→ **Assignment**
Each entry must be duplicated precisely, with nothing left out.

**** Stored data ****

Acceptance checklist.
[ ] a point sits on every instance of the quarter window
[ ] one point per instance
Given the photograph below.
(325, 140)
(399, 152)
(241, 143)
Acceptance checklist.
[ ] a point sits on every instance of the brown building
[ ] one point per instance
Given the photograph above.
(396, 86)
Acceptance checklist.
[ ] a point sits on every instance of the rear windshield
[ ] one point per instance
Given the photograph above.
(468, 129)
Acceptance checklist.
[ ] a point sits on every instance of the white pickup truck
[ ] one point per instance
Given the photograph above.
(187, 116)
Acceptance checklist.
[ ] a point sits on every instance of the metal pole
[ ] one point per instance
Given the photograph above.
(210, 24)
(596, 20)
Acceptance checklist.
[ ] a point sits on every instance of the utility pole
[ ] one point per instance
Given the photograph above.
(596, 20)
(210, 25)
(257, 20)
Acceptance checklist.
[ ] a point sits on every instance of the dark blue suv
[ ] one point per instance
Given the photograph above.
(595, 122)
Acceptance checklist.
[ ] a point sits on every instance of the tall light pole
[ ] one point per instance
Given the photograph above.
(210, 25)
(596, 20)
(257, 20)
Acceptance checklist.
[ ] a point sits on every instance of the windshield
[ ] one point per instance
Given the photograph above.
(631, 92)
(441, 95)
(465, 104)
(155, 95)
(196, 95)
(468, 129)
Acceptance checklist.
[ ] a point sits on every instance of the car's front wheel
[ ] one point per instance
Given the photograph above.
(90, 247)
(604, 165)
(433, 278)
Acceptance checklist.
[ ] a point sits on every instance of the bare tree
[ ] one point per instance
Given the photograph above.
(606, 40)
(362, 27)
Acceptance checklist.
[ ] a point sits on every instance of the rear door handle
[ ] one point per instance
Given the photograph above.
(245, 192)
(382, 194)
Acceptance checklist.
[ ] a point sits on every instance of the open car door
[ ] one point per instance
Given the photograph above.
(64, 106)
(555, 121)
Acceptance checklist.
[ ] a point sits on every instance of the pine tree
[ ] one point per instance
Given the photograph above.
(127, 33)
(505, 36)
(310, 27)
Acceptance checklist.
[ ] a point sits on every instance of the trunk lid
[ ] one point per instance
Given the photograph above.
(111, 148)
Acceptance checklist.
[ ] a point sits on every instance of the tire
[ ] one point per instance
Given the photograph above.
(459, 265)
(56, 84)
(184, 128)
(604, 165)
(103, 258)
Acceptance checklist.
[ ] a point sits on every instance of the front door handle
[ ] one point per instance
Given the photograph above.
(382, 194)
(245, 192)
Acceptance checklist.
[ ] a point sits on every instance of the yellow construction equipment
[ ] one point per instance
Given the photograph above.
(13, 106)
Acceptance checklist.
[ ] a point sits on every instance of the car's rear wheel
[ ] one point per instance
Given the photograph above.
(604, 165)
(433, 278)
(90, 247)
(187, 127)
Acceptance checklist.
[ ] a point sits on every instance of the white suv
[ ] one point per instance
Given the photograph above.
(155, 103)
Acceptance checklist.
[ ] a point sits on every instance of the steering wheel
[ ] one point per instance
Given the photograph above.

****

→ **Output**
Acceptance checklist.
[ ] a point sits on every instance of the quarter window
[ ] one point per instance
Given the photograph below.
(325, 140)
(399, 152)
(241, 143)
Acceptance checklist.
[ ] a point sits on every instance of the brown building
[ ] one point per instance
Given the photograph above.
(396, 86)
Acceptance checklist.
[ ] a point sits on every instance of the rear windshield
[ ] one point per instance
Given the photograph above.
(468, 129)
Acceptance checklist.
[ ] a point sits on every instance of the white pickup truck
[ ] one point per instance
Given the photograph above.
(187, 116)
Acceptance checklist.
[ ] a point sits on every instance of the metal pole
[ ] one point per instance
Given the photograph above.
(210, 24)
(596, 20)
Acceptance checklist.
[ ] a point sits on every instance of the utility pole
[ ] one point per instance
Given the photograph above.
(596, 20)
(210, 25)
(257, 20)
Acceptance checklist.
[ ] a point sits on every instance of the dark blue suv
[ ] one point per instance
Given the photograph above.
(595, 122)
Acceptance checklist.
[ ] a point sits on every instance of the tall light pole
[ ] one point per instance
Given the photograph above.
(210, 25)
(596, 20)
(257, 20)
Acceptance checklist.
[ ] a point sits on every instance of the windshield
[ ] one point per instance
Given the photograph above.
(631, 92)
(441, 95)
(465, 104)
(155, 95)
(196, 95)
(468, 129)
Acceptance checklist.
[ ] a point sits on every instance of the car's front wheel
[ ] one point per instance
Given the photograph above.
(90, 247)
(604, 165)
(433, 278)
Acceptance checklist.
[ ] a point sits on every instance of the bare tree
[ ] one point per instance
Given the photograph above.
(606, 40)
(362, 27)
Acceptance checklist.
[ ] a point sits on every instance of the rear door handle
[ ] one point per instance
Given the photograph above.
(245, 192)
(382, 194)
Acceptance checklist.
[ ] a point sits on every instance of the open car door
[ ] one point per instance
Given the photograph above.
(64, 106)
(555, 121)
Acceptance checklist.
[ ] a point sits on every instance of the pine tree
[ ] one point per instance
Given the photograph above.
(127, 33)
(505, 36)
(310, 27)
Acceptance checklist.
[ ] a point sits on every instance of the trunk lid
[ ] one point per instance
Given the photograph above.
(111, 148)
Acceptance checklist.
[ ] a point sits on every instance of the tire
[ ] one point per instance
Given the photograph above.
(459, 265)
(56, 84)
(184, 128)
(604, 165)
(103, 258)
Acceptance checklist.
[ ] a point sits on every instance of the front door handle
[ ] one point per instance
Given the photograph above.
(382, 194)
(245, 192)
Acceptance checklist.
[ ] a point sits on every instance of the yellow construction equipment
[ ] one point per instance
Given the photograph above.
(13, 106)
Acceptance checklist.
[ ] a point sits on every instance of the car's rear wheel
[ ] one point per instance
Given the photograph above.
(604, 165)
(433, 278)
(90, 247)
(187, 127)
Acceptance checklist.
[ ] a point sits on every instance of the white suv
[ ] one point per instance
Given the photograph above.
(155, 103)
Acceptance checklist.
[ ] a point sits on every instance of the steering wheel
[ ] one point per instance
Given the photograph above.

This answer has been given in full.